→ WHAT IS BEING ASKED
Select every line below that contains the string "chair", and treat uppercase and lowercase letters as different.

→ MATERIAL PROVIDED
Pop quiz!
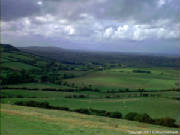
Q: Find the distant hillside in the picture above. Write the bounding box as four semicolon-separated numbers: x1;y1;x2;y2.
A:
19;47;180;68
0;44;19;52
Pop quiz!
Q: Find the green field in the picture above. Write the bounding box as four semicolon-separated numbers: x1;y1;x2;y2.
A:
1;94;180;124
65;68;180;90
0;45;180;135
0;104;178;135
4;83;73;90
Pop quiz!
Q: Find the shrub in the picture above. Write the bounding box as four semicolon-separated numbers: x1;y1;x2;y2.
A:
74;108;90;114
154;117;179;127
109;112;122;119
135;113;153;123
125;112;138;120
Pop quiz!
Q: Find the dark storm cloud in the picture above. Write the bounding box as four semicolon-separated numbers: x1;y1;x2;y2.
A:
1;0;40;21
40;0;180;23
1;0;180;52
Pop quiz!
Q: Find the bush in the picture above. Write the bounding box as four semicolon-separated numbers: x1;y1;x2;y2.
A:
74;108;90;114
15;101;51;109
154;117;179;127
109;112;122;119
125;112;138;120
135;113;153;123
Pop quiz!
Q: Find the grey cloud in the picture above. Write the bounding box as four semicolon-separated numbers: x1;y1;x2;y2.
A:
1;0;40;21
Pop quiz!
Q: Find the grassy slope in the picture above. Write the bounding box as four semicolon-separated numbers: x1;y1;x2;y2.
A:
2;83;72;89
66;68;180;90
1;104;177;135
1;52;38;70
2;97;180;124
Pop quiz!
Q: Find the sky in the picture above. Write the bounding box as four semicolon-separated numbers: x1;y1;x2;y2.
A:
1;0;180;54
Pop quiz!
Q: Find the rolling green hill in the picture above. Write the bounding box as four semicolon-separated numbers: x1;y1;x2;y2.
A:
0;104;178;135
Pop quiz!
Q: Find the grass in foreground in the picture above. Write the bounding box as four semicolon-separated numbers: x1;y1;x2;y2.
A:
1;104;177;135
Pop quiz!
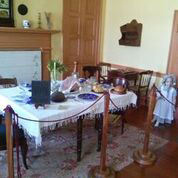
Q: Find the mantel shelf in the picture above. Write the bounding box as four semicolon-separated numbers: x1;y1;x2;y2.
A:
0;27;61;34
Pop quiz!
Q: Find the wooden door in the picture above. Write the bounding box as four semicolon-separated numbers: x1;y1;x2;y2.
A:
167;10;178;87
63;0;101;76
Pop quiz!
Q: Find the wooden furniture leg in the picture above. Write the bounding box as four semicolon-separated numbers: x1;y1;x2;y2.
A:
88;92;116;178
5;109;14;178
133;86;156;165
97;114;103;151
77;116;83;161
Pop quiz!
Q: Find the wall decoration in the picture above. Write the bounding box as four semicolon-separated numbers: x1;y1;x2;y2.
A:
0;0;14;27
119;20;142;46
18;4;28;15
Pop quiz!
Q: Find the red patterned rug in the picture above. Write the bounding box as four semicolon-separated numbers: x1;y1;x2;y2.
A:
0;120;167;178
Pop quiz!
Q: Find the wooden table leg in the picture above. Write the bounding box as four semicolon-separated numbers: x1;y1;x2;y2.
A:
77;116;83;161
97;114;103;152
133;86;156;165
88;92;116;178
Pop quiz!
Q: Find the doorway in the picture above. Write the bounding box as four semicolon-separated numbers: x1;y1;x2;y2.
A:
167;10;178;88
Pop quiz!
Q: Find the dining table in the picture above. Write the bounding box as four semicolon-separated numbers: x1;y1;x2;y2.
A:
0;86;137;160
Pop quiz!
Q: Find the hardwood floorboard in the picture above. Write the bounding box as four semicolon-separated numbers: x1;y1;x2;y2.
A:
117;107;178;178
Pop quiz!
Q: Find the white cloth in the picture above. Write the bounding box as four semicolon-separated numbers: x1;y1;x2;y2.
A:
0;87;137;145
153;85;176;124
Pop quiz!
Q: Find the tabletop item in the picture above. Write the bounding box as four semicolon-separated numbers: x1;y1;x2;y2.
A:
32;81;51;105
111;85;126;95
92;84;104;93
78;93;98;101
51;91;66;102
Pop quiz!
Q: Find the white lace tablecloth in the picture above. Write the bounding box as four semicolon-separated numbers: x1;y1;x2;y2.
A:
0;87;137;145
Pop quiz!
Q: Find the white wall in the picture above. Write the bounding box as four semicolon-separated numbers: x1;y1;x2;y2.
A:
102;0;178;73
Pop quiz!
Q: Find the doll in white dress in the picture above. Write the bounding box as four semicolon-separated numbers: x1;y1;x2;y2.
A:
153;75;177;127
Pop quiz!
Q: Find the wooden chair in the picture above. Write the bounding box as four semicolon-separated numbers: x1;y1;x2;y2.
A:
83;66;101;79
112;77;128;134
107;70;122;84
131;70;153;105
0;78;17;88
0;112;28;172
98;62;111;83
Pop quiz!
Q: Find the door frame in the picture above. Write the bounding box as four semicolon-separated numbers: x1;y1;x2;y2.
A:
166;10;178;73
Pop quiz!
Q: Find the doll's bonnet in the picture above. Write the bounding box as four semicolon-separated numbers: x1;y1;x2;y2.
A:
162;74;176;87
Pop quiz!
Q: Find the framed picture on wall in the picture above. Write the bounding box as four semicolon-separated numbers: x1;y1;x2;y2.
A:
0;0;14;27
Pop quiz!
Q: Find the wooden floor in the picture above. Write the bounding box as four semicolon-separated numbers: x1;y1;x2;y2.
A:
117;107;178;178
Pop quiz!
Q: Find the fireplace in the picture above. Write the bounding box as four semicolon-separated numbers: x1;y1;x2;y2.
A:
0;27;60;80
0;49;42;83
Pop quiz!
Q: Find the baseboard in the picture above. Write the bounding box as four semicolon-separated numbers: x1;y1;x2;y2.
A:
111;64;165;78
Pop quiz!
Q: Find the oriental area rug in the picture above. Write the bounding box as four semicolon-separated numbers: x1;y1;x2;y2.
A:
0;120;167;178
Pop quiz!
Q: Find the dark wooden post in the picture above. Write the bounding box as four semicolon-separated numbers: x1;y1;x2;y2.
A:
133;85;156;165
88;92;116;178
73;61;78;73
5;108;14;178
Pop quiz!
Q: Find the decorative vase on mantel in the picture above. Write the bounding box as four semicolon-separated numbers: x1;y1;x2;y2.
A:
47;60;66;91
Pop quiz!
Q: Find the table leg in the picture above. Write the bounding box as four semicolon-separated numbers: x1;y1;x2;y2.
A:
95;114;99;130
77;116;83;161
97;114;103;151
121;111;126;134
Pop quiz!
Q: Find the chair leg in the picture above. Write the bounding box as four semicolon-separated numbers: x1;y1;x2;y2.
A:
97;114;103;151
20;139;28;169
95;115;99;130
77;116;83;161
121;111;126;135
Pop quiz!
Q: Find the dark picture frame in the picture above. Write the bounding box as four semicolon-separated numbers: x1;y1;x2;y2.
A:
0;0;14;27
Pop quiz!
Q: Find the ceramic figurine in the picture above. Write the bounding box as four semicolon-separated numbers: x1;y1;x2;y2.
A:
153;75;177;127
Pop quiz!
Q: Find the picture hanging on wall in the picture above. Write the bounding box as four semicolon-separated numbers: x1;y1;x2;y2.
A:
119;19;142;46
0;0;14;27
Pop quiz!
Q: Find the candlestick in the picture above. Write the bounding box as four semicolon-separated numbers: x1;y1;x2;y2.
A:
54;61;57;80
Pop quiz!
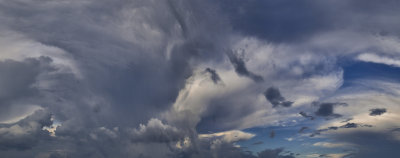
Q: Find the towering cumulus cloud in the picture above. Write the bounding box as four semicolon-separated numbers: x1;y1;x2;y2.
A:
0;0;400;158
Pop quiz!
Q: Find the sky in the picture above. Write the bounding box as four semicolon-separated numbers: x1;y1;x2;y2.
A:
0;0;400;158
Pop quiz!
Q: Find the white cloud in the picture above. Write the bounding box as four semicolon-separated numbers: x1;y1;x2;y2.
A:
357;53;400;67
313;142;351;148
199;130;256;143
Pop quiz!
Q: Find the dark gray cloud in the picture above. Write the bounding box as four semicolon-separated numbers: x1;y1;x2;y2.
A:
299;111;314;120
264;87;293;107
313;103;347;118
257;148;295;158
205;68;221;84
310;122;373;137
252;141;264;145
0;0;399;158
299;127;308;133
219;0;330;42
226;51;264;82
369;108;386;116
269;130;275;138
0;110;52;151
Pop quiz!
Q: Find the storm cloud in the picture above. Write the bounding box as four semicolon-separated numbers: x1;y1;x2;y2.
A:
264;87;293;107
369;108;386;116
0;0;400;158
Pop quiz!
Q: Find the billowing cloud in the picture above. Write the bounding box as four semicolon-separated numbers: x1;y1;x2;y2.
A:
0;0;400;158
369;108;386;116
264;87;293;107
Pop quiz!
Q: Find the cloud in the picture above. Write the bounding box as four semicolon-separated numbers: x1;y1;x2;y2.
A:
252;141;264;145
269;130;275;138
0;110;52;151
299;111;314;120
205;68;221;84
369;108;386;116
314;103;346;118
132;118;185;143
298;127;308;133
226;51;264;82
199;130;255;143
0;0;400;158
313;142;351;148
264;87;293;107
257;148;294;158
357;53;400;67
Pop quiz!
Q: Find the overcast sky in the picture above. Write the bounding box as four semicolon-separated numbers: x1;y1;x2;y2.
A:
0;0;400;158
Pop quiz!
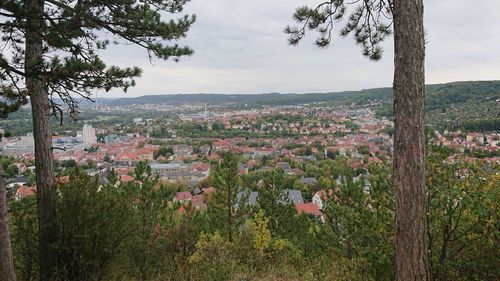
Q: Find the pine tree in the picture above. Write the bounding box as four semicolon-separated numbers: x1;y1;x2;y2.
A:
0;165;16;281
0;0;195;280
285;0;430;281
211;152;240;242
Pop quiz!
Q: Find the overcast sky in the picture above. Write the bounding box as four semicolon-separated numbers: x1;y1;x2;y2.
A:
99;0;500;97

→ TASK RESULT
Q: Find the wooden chair in the picture above. Write the bounding box as four semicolon-separated numbers: x1;y1;x2;y2.
Q: Find the chair leg in the picture above. Write the bounding box as four semicolon-separated numbers: x1;y1;x2;y2.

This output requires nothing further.